- _Extrait du document_

------------------------------

Il y eut un long silence. Autour de la tribune, des légionnaires menaçants commencèrent à se resserrer autour de Millan Astray. Son garde du corps braqua son fusil-mitrailleur sur Unamuno. C'est alors que la femme de Franco, Dona Carmen, vint au-devant d'Unamuno et de Millan Astray, et pria le recteur de lui donner le bras, ce qu'il fit, et ensemble, ils se retirèrent discrètement. Ce devait cependant être l'ultime allocution publique d'Unamuno. (...) Le conseil de l'Université "demanda" et obtint sa révocation du rectorat. Unamuno mourut le coeur brisé, le dernier jour de 1936.

 

C’est dire que nous lisons un homme qui ne triche pas

A ma lecture, Unamuno m’apparaît comme un continuateur très doué de Blaise Pascal, essentiellement. Un redoutable adversaire de l’athéisme, car il s’y attaque avec de vrais arguments, et comme Pascal il ne commet pas l’erreur de nier le rôle de la raison dans la vie humaine (comprenant que cela est vain).   Dans « Le Sentiment tragique de la vie », Miguel de Unamuno continue me semble-t-il la réflexion des « pensées » (il ne le dit pas mais fait référence fugace à la grandeur de Pascal), à une autre époque. D’ailleurs l’auteur dit que son livre est un livre de tourment et de douleur, pour les mêmes raisons qui tourmentent les jansénistes pascaliens, à savoir leurs affres devant le silence de Dieu.

------------------------------

- _Énoncé du problème 1_
Recopiez les lignes de la liste en commençant par celle qui contient « of the distant » et en terminant par celle qui contient « pixel 299 222 », ces deux lignes comprises.

------------------------------

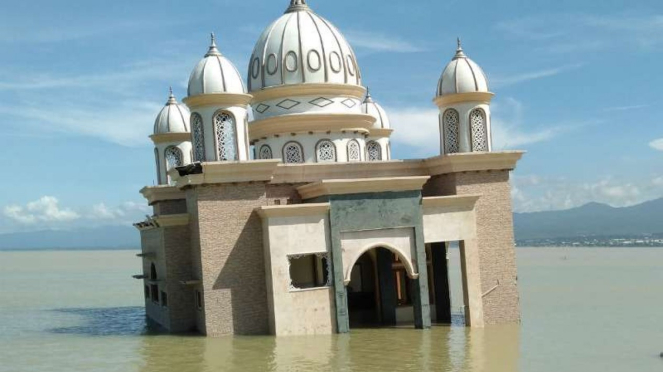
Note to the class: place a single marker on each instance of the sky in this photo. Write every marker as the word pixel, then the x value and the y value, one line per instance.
pixel 81 82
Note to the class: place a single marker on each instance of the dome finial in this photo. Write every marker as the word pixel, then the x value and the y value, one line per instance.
pixel 297 5
pixel 459 50
pixel 171 97
pixel 213 51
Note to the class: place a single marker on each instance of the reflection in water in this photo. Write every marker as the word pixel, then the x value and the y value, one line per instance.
pixel 443 348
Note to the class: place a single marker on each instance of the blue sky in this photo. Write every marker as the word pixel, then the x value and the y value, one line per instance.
pixel 576 82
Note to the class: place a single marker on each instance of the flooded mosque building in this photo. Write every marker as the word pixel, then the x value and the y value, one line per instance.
pixel 295 220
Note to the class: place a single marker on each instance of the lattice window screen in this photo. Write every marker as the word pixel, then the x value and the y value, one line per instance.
pixel 354 152
pixel 292 153
pixel 224 126
pixel 374 151
pixel 451 129
pixel 478 127
pixel 326 152
pixel 265 152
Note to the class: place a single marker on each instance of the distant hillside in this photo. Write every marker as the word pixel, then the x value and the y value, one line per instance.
pixel 593 219
pixel 96 238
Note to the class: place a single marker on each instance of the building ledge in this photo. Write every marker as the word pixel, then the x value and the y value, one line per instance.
pixel 227 172
pixel 155 194
pixel 361 185
pixel 473 161
pixel 295 210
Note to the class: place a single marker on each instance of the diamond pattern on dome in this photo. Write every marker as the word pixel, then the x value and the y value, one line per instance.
pixel 321 102
pixel 349 103
pixel 262 108
pixel 287 104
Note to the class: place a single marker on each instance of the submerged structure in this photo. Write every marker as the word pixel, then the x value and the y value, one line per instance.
pixel 299 222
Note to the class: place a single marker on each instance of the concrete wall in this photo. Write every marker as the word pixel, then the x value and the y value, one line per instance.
pixel 495 239
pixel 297 311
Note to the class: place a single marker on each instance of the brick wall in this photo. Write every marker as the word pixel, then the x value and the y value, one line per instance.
pixel 495 237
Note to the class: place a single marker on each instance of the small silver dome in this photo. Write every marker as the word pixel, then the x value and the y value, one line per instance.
pixel 302 47
pixel 173 118
pixel 215 74
pixel 462 75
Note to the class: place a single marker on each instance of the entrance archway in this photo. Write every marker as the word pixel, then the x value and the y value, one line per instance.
pixel 379 290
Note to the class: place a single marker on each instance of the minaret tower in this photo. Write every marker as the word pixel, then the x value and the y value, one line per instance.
pixel 219 110
pixel 172 138
pixel 464 101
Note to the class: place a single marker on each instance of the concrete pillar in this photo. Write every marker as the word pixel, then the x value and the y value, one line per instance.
pixel 471 270
pixel 441 280
pixel 387 286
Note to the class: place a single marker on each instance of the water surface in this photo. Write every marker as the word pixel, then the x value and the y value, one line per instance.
pixel 583 310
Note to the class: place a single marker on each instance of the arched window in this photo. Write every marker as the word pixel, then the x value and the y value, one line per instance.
pixel 156 157
pixel 153 272
pixel 354 151
pixel 373 151
pixel 265 152
pixel 198 137
pixel 293 153
pixel 224 126
pixel 479 132
pixel 326 151
pixel 451 121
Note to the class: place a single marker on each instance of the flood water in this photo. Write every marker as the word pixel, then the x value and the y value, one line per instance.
pixel 583 310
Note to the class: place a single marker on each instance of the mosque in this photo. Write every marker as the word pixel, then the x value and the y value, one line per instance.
pixel 295 220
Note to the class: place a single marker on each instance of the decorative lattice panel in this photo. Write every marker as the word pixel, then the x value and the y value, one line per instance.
pixel 265 152
pixel 198 138
pixel 451 129
pixel 478 127
pixel 326 152
pixel 354 153
pixel 224 126
pixel 374 151
pixel 292 153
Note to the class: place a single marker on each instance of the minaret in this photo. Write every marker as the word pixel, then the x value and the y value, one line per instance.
pixel 219 109
pixel 464 102
pixel 171 138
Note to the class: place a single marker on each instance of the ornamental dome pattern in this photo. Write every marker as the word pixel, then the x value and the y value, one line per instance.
pixel 215 74
pixel 372 108
pixel 462 75
pixel 302 47
pixel 173 118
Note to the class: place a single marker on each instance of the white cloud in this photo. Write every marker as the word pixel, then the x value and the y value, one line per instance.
pixel 657 144
pixel 381 42
pixel 501 81
pixel 555 193
pixel 45 209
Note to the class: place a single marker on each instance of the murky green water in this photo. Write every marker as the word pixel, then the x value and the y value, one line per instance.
pixel 583 310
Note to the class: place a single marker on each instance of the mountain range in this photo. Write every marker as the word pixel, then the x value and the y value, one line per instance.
pixel 590 220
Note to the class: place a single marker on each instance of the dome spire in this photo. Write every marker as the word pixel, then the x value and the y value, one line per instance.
pixel 171 98
pixel 297 5
pixel 213 51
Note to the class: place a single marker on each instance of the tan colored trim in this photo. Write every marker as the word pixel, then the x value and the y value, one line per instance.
pixel 306 173
pixel 171 137
pixel 155 194
pixel 380 132
pixel 362 185
pixel 299 90
pixel 169 220
pixel 466 202
pixel 297 210
pixel 473 161
pixel 226 99
pixel 304 123
pixel 482 97
pixel 230 171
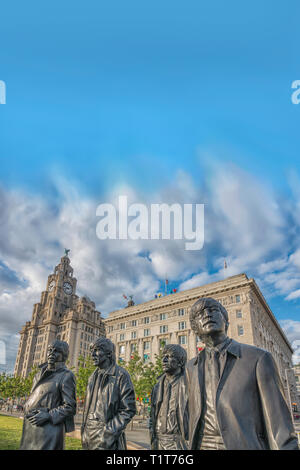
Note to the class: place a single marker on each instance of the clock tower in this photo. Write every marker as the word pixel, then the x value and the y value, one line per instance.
pixel 61 288
pixel 60 314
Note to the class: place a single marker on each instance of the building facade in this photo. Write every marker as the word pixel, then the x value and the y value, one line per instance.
pixel 297 379
pixel 145 327
pixel 60 314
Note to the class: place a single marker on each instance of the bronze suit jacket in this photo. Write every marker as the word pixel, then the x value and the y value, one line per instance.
pixel 251 408
pixel 181 409
pixel 117 408
pixel 54 391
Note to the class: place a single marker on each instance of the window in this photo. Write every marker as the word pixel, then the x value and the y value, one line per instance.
pixel 182 339
pixel 240 330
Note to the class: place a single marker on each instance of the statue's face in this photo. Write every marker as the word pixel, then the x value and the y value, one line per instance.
pixel 211 320
pixel 54 354
pixel 100 356
pixel 170 363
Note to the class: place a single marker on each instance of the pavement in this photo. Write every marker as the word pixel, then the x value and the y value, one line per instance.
pixel 137 434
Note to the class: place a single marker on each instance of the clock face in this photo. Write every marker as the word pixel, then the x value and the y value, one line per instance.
pixel 51 286
pixel 68 289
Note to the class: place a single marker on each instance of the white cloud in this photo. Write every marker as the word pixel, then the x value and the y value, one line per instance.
pixel 244 224
pixel 292 330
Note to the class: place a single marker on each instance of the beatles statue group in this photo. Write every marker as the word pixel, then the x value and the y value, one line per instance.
pixel 229 397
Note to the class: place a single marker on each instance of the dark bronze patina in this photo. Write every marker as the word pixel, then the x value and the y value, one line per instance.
pixel 235 395
pixel 168 419
pixel 110 401
pixel 50 409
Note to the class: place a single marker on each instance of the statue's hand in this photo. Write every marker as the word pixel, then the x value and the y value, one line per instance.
pixel 39 418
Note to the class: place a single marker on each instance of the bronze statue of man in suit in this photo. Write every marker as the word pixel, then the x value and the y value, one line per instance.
pixel 235 395
pixel 51 406
pixel 168 419
pixel 110 401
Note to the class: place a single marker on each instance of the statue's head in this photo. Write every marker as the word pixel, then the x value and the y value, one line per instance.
pixel 174 358
pixel 208 317
pixel 58 351
pixel 103 352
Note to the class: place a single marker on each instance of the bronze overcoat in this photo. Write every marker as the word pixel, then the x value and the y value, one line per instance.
pixel 181 412
pixel 54 391
pixel 106 430
pixel 250 404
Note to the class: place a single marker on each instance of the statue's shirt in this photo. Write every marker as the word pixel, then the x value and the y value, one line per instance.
pixel 215 359
pixel 167 422
pixel 96 406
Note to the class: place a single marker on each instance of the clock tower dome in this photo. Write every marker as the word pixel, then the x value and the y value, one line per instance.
pixel 60 314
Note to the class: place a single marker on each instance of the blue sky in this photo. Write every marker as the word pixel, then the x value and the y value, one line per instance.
pixel 107 95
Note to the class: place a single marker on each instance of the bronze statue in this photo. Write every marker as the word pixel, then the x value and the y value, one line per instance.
pixel 235 395
pixel 51 406
pixel 110 401
pixel 168 418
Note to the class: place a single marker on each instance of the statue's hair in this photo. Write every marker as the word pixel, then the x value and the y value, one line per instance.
pixel 62 346
pixel 178 351
pixel 109 346
pixel 200 305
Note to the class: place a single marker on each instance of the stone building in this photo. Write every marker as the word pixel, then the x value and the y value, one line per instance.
pixel 144 327
pixel 297 379
pixel 60 314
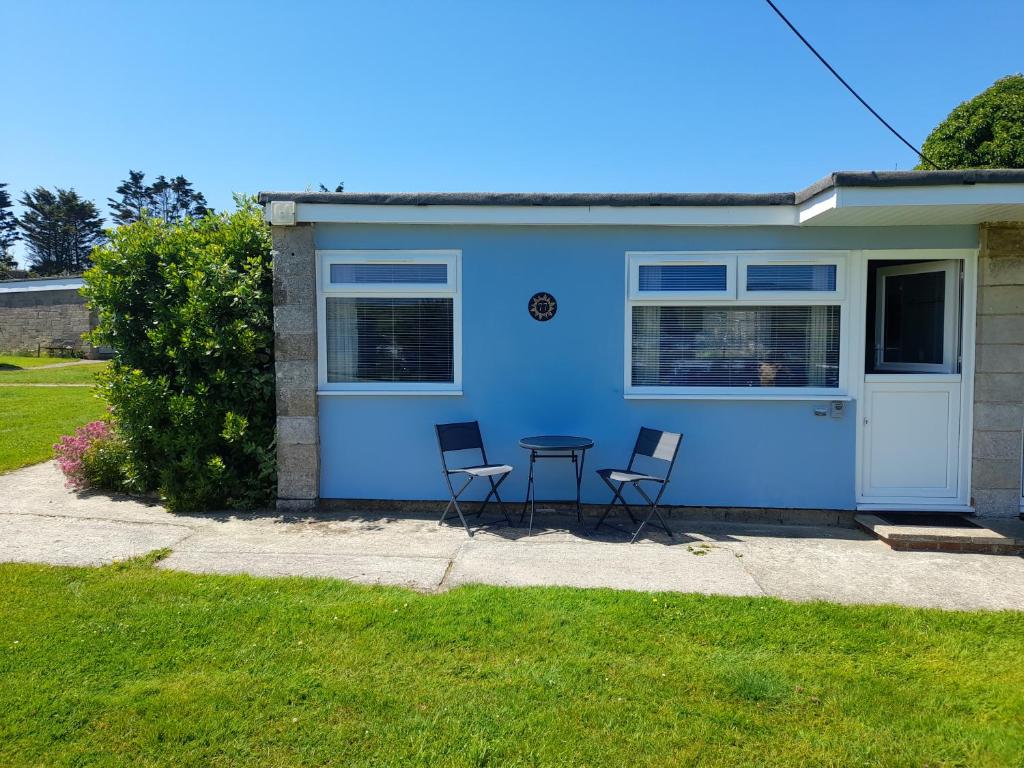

------------------------------

- _Énoncé du problème 2_
D'après l'extrait du document, quand Unamuno est-il mort ?

- _Réponse 1_
Note to the class: place a single marker on each instance of the distant hillside in this photo. Write every marker as the word pixel, then the x value and the y value, one line per instance.
pixel 593 219
pixel 96 238
Note to the class: place a single marker on each instance of the building ledge in this photo. Write every marker as the word pixel, then the x value and the y value, one line per instance.
pixel 227 172
pixel 155 194
pixel 361 185
pixel 473 161
pixel 295 210
Note to the class: place a single marker on each instance of the diamond pattern on dome in this photo. Write every marker as the word pixel, then the x value and the y value, one line per instance.
pixel 321 102
pixel 349 103
pixel 262 108
pixel 287 104
Note to the class: place a single marker on each instance of the submerged structure in this photo. Write every marker as the word pixel, then the x value and the y value, one line per instance.
pixel 299 222

- _Réponse 2_
Le dernier jour de 1936.